-- begin --

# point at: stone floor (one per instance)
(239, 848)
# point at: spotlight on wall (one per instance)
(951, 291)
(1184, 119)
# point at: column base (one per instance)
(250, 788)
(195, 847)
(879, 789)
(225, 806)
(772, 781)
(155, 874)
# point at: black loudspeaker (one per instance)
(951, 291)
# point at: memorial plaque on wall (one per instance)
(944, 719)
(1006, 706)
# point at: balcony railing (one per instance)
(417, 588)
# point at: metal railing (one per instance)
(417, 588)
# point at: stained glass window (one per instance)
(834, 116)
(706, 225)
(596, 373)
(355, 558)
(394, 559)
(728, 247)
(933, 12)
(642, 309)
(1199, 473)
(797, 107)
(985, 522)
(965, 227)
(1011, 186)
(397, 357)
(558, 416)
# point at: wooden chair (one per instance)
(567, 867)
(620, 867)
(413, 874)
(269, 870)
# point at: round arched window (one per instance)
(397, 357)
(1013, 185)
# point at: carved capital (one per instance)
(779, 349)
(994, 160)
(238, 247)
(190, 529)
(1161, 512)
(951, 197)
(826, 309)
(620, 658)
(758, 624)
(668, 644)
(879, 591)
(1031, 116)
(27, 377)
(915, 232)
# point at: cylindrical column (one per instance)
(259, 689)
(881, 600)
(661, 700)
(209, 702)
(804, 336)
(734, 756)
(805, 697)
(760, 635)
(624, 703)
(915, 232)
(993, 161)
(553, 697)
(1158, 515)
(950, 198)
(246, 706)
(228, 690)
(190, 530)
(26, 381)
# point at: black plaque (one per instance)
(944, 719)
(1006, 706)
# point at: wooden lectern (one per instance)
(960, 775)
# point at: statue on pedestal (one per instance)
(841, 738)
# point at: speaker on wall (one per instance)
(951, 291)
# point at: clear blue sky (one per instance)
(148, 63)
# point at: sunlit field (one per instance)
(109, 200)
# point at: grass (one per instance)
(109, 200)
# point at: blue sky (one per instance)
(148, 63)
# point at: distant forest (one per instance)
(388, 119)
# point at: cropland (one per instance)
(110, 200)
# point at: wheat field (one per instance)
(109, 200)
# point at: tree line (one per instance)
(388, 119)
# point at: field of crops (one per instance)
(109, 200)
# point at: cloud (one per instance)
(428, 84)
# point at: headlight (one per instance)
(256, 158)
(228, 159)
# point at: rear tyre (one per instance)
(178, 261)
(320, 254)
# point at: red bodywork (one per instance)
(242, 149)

-- end --

**Required task**
Copy out the stretch of lines from the one containing "# point at: blue sky (one per instance)" through the end of the lines, both ends included and requests kept as they are. Multiply every coordinate in the answers by 2.35 and round each to a whole number, with halves rounding up.

**Response for this exercise**
# point at: blue sky (one per instance)
(348, 148)
# point at: distant forest (one per instance)
(912, 280)
# point at: cropland (one per instance)
(259, 470)
# point at: wheat field (one per instance)
(256, 470)
# point at: tree line (one per instance)
(912, 280)
# point at: field of crops (one per instance)
(256, 470)
# point at: cloud (one per instance)
(1006, 197)
# point at: headlight (one per instance)
(602, 371)
(536, 374)
# point at: rear tyre (one per instance)
(418, 613)
(752, 597)
# point at: red bodywork (one per instance)
(569, 350)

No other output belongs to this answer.